━━━━━ Source material ━━━━━
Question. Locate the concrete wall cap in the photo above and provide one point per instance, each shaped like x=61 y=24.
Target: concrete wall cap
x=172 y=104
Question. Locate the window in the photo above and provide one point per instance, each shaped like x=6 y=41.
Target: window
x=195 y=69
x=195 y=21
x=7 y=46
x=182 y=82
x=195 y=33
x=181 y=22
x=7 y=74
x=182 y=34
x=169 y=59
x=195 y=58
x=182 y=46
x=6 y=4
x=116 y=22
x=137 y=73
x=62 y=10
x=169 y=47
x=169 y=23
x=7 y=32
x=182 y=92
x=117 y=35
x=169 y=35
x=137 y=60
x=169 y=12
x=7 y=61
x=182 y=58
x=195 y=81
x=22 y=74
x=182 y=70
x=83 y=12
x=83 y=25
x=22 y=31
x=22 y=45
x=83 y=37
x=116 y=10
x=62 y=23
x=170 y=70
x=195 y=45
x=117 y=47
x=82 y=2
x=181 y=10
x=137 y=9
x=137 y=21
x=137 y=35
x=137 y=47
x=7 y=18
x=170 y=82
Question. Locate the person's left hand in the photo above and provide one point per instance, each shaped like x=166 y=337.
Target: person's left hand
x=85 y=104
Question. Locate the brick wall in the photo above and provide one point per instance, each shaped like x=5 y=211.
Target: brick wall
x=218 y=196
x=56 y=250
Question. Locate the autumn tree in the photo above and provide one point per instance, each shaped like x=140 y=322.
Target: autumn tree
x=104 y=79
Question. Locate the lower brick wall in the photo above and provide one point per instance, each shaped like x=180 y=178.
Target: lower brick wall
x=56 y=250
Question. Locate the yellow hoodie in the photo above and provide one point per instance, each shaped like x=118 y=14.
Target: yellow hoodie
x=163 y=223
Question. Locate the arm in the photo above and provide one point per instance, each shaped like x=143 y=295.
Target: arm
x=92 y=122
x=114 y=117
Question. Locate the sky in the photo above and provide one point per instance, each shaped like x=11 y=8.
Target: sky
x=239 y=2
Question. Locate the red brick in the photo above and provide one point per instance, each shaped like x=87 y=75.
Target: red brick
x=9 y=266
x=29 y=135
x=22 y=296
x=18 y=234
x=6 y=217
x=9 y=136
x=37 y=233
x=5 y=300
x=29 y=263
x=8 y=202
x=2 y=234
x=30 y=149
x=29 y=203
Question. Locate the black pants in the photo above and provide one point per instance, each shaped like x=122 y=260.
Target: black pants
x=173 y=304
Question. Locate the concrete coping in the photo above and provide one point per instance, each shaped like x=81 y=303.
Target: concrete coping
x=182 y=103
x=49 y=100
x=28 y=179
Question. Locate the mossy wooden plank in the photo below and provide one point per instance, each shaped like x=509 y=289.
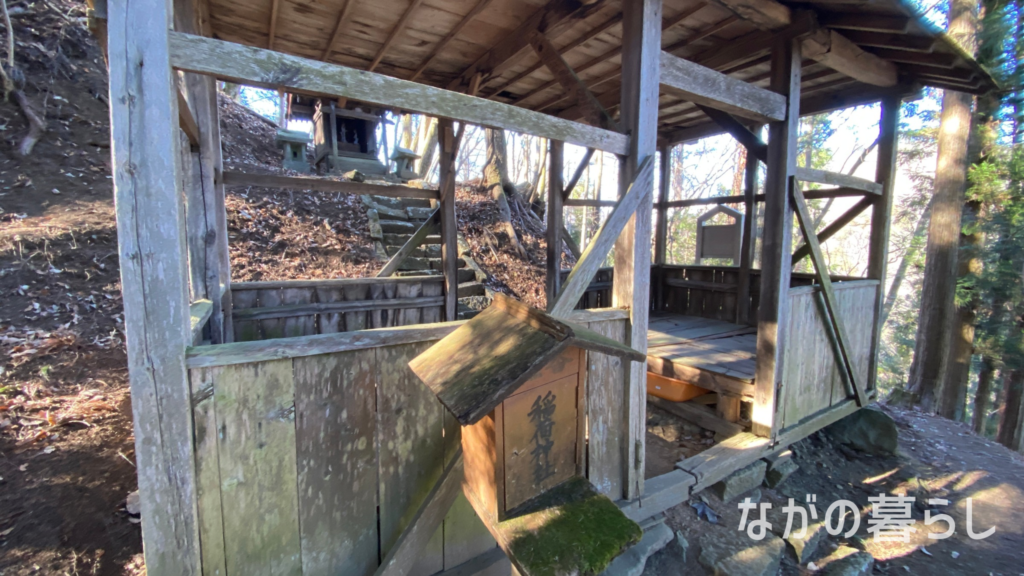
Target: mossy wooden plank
x=211 y=524
x=476 y=367
x=410 y=423
x=605 y=398
x=571 y=529
x=337 y=462
x=256 y=446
━━━━━
■ **Task prompt**
Copy out the stretch of lines from the one containing "Question. Locate the lower" through the one containing "x=173 y=304", both included, reproducing each one verbatim.

■ **Complete output**
Question. Locate the lower brick wall in the photo above and provide one point per instance, each shaped like x=180 y=178.
Target: lower brick wall
x=56 y=250
Question. Locate the yellow hoodie in the photo above and provide one point per instance, each shaped like x=118 y=14.
Target: yellow hoodie
x=163 y=223
Question. Locate the arm in the photo above and provide one point per instance, each shaped like x=143 y=295.
Target: arm
x=92 y=122
x=114 y=117
Question. Locate the sky in the photo above and provide one point per instance, each shaped like x=11 y=8.
Target: sky
x=239 y=2
Question. Locate the red brick in the photo above and provide one point per instance, each shaped like x=87 y=75.
Target: red brick
x=9 y=266
x=29 y=135
x=22 y=296
x=18 y=234
x=6 y=217
x=9 y=136
x=37 y=233
x=5 y=300
x=29 y=263
x=8 y=202
x=2 y=234
x=30 y=149
x=29 y=203
Question. Locate the black pants in the photo above and provide one point per instance, each shaped like x=122 y=260.
Target: black pants
x=173 y=304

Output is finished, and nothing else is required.